What you should do: Could you write out the records from the line containing "pixel 250 102." through the end of the records, replacing "bald head" with "shaved head" and leaving everything else unchanged?

Point placement records
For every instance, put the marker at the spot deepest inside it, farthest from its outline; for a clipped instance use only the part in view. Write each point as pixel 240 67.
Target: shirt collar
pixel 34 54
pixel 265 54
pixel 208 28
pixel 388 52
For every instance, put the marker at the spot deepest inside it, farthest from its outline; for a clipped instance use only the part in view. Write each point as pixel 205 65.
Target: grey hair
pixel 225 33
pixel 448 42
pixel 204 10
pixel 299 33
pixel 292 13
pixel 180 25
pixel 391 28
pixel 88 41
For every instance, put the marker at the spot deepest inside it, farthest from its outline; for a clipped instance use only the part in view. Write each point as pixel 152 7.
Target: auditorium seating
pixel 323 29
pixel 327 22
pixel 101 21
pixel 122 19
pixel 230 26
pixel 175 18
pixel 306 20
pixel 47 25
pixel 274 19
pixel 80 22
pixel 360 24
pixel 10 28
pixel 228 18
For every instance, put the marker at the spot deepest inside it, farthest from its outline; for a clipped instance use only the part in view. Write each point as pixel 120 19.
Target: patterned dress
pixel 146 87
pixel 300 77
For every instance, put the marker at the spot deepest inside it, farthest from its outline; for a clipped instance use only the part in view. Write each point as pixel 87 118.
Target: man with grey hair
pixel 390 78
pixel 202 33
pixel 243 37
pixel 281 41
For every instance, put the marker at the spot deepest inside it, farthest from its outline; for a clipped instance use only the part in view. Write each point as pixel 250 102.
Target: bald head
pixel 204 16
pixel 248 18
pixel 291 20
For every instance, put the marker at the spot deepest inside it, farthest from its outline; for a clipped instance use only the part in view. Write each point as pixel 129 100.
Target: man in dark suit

Answer to this exercise:
For every instance, put the marker at the spot deepest inside it, farthest from its outline; for a clipped instance use only the part in view. Write each point as pixel 250 102.
Target: shaved head
pixel 204 16
pixel 248 18
pixel 291 20
For every instance, put the marker at the spot deepest inside it, farthest from its outline; for a clipped instance use only the part in view. Write each point as pixel 129 100.
Target: man in dark suit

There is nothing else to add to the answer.